- **WHAT TO PRODUCE**
Lines holding the string "concrete" are the ones to copy; find them all in the data.

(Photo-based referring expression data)
*** Block opens ***

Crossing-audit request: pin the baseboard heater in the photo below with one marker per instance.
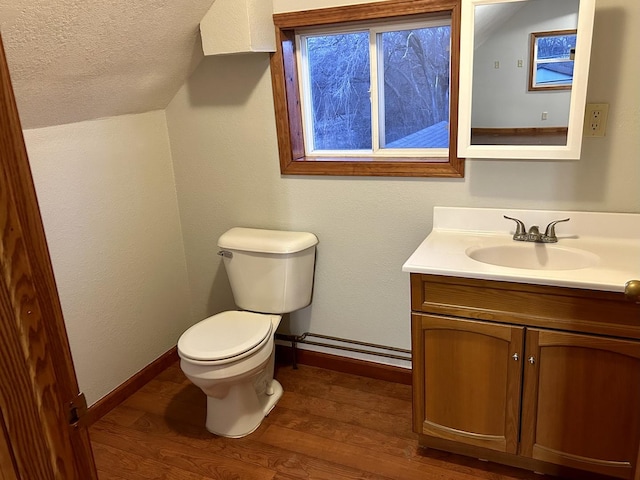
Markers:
(362, 347)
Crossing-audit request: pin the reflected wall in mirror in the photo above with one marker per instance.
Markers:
(501, 115)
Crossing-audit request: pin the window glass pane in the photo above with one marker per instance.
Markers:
(554, 73)
(339, 83)
(556, 46)
(416, 88)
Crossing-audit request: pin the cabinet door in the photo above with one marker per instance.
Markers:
(581, 401)
(467, 378)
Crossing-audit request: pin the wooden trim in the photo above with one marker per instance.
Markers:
(8, 467)
(520, 131)
(363, 368)
(508, 459)
(128, 388)
(418, 370)
(286, 93)
(532, 42)
(360, 12)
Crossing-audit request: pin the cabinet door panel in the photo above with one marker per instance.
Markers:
(471, 390)
(581, 398)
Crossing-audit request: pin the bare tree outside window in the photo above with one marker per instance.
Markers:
(413, 89)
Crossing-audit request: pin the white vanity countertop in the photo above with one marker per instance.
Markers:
(613, 237)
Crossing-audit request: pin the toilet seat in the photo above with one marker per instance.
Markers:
(225, 337)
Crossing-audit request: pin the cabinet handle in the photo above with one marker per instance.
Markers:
(632, 290)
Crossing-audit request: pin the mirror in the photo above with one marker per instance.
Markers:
(524, 66)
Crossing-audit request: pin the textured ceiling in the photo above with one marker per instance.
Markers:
(74, 60)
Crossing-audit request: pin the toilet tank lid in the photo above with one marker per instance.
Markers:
(266, 241)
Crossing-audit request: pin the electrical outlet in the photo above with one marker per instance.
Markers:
(595, 119)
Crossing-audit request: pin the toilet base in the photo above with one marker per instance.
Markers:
(241, 412)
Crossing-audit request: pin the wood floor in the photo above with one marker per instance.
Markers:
(327, 425)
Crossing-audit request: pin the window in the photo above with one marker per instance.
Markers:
(368, 89)
(551, 60)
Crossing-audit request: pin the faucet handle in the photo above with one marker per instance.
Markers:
(520, 228)
(550, 232)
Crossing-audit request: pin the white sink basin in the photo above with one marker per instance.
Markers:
(533, 256)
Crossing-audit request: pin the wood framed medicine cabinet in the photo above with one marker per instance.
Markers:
(498, 116)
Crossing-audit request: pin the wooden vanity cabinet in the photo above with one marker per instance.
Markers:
(544, 378)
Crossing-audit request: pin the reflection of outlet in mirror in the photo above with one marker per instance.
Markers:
(595, 119)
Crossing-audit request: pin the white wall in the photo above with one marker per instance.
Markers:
(107, 197)
(223, 143)
(500, 95)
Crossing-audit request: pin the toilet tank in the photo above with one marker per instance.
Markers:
(270, 271)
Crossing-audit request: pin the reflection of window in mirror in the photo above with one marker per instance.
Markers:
(551, 60)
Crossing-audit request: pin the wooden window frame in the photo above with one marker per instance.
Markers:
(286, 94)
(532, 59)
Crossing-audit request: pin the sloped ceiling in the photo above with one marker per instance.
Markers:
(75, 60)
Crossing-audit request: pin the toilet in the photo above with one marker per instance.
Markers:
(230, 356)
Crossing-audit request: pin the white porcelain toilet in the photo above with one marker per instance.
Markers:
(230, 356)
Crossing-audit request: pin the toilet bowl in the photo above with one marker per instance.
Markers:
(230, 356)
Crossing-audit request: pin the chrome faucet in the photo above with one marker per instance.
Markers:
(534, 235)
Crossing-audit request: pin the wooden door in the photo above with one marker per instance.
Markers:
(39, 436)
(581, 401)
(467, 378)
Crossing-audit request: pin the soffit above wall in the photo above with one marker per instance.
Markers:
(75, 60)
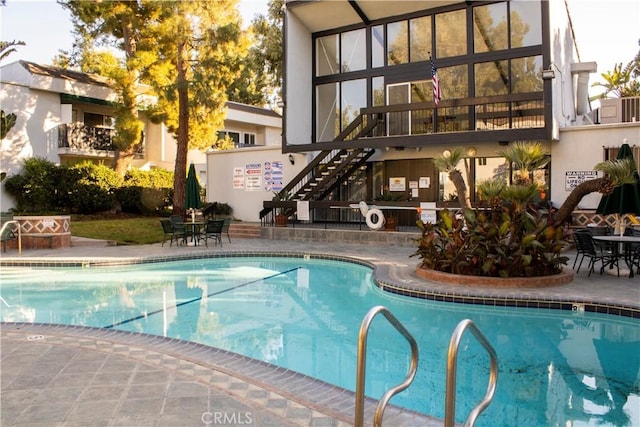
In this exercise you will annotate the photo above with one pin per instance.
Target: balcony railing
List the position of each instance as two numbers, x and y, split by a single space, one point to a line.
84 138
516 111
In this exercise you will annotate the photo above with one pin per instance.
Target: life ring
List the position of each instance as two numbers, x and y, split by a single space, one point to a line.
380 219
364 208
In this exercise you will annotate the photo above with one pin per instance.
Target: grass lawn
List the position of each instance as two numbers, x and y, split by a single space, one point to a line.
125 231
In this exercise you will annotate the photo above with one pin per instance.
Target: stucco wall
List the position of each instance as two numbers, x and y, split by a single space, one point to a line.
298 82
580 149
246 205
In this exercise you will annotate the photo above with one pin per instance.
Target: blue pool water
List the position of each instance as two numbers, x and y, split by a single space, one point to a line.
555 367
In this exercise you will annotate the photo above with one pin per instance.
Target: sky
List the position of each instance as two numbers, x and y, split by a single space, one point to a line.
607 31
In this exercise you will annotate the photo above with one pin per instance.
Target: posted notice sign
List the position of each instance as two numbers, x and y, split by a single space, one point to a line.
574 178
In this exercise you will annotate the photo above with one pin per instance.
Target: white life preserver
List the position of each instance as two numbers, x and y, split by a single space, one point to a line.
380 219
364 208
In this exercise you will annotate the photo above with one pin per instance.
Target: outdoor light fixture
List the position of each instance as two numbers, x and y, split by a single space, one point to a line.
548 74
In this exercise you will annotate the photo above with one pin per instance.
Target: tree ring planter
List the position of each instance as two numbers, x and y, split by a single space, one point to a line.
562 278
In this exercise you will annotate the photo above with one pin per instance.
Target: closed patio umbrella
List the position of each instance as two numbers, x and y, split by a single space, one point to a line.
192 194
625 199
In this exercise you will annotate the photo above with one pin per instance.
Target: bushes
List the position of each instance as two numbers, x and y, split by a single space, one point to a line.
87 188
508 239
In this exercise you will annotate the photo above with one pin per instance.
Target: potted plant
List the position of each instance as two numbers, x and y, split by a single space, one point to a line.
281 216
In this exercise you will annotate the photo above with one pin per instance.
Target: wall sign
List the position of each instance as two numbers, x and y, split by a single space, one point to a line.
574 178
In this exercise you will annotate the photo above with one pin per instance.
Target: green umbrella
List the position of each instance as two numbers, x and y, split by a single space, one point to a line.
192 195
625 198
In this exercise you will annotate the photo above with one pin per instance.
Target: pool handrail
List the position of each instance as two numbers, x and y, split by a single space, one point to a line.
452 359
361 366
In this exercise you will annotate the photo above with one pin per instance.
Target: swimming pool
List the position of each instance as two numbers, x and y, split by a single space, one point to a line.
556 367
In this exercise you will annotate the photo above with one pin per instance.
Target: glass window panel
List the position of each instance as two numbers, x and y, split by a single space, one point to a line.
327 55
353 98
327 112
451 33
377 46
492 78
353 49
453 82
420 38
397 47
490 31
377 89
526 23
526 74
421 120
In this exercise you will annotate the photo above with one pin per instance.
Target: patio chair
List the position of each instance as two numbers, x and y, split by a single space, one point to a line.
225 227
212 230
594 253
176 234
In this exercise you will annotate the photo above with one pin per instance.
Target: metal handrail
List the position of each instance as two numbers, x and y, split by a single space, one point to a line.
13 221
452 358
362 357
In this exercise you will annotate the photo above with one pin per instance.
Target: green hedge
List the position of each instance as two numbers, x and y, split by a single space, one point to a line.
87 188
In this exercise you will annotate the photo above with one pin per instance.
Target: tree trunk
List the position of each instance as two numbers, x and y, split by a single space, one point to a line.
129 127
571 202
461 188
180 171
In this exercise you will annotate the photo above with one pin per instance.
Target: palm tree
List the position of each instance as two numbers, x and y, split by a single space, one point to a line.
616 172
620 81
448 162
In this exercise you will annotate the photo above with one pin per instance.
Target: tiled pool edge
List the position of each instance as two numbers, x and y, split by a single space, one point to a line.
416 288
324 399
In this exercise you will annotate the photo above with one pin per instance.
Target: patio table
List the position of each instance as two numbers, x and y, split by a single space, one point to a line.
627 247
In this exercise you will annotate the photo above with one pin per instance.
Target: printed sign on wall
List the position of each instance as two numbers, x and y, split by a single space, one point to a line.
253 177
238 178
574 178
273 176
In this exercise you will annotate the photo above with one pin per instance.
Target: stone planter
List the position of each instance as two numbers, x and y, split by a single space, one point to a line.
44 232
566 276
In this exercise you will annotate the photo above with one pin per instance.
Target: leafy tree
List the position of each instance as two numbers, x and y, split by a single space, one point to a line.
199 50
7 48
622 81
121 25
261 79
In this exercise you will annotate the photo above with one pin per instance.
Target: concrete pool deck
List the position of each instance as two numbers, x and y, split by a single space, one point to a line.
71 376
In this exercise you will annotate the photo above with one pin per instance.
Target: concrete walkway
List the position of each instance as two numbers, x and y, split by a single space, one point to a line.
71 376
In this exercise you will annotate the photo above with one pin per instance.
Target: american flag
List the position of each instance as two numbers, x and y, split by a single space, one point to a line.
437 91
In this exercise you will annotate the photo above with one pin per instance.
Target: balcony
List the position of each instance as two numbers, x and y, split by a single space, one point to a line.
80 139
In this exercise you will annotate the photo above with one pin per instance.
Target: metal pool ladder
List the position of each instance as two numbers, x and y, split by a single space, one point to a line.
452 359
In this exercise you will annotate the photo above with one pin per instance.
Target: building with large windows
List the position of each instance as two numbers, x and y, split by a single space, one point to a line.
359 95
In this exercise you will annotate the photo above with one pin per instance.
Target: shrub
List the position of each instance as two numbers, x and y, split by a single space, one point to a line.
90 188
36 188
507 239
146 192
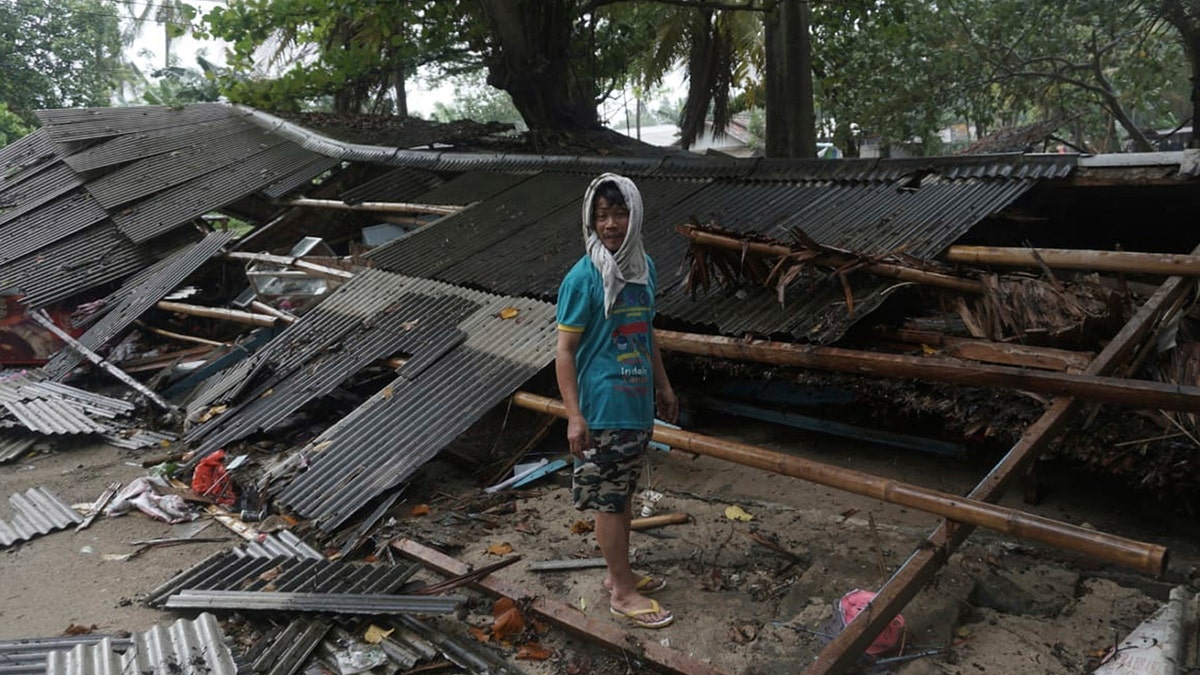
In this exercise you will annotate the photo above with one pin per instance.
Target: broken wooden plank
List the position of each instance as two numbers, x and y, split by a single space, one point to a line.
987 351
384 207
313 269
832 260
651 521
1123 262
1129 393
41 317
222 314
844 651
1146 557
564 615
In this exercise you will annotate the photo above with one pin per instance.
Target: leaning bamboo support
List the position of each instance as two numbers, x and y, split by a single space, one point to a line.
383 207
845 650
1129 393
834 260
313 269
1127 262
221 314
1145 557
40 316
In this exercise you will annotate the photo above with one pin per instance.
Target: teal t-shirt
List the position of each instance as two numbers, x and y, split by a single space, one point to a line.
613 363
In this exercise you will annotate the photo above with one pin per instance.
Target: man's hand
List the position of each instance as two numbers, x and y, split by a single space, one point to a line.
667 404
577 436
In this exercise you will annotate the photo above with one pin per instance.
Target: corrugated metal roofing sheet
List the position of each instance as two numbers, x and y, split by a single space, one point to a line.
94 257
148 143
139 299
231 572
522 242
385 440
24 157
28 657
13 443
171 208
387 323
67 125
27 196
52 222
36 512
397 185
185 647
324 603
162 172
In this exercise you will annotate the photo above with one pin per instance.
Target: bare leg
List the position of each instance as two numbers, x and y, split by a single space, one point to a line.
612 535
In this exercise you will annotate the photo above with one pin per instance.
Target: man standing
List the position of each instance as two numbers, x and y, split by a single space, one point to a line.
610 375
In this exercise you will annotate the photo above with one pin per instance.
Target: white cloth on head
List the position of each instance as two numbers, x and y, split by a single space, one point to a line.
628 264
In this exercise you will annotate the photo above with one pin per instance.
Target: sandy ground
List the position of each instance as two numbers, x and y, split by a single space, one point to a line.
1000 605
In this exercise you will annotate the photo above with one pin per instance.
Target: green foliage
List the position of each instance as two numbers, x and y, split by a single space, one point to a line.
178 85
293 54
11 125
474 100
58 53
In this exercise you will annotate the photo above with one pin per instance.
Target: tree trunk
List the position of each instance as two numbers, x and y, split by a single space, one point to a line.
791 121
399 81
532 60
1189 33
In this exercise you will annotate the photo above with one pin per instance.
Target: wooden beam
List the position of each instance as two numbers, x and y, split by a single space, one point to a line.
565 616
844 651
221 314
987 351
1129 393
1119 550
313 269
40 316
1125 262
829 258
385 207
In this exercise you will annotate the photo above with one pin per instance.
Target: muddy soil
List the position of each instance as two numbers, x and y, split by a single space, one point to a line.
1000 605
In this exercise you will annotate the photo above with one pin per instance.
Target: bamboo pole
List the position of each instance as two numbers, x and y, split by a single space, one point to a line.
313 269
1127 262
1131 393
222 314
844 651
835 260
1144 557
286 317
384 207
40 316
181 336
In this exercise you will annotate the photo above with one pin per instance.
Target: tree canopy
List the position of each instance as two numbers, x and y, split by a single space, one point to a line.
58 54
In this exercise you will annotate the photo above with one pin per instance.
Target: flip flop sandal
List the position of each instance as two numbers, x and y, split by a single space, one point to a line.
635 616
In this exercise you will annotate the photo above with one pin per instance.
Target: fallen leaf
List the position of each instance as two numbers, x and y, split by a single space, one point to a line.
736 513
534 651
499 548
509 621
376 634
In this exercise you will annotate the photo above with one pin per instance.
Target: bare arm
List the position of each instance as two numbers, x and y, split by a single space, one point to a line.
664 395
569 388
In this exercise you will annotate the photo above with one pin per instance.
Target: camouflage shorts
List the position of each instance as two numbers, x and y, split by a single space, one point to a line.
607 475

*** Block closes ***

- **TASK RESULT**
Target: concrete pool deck
Target: concrete walkway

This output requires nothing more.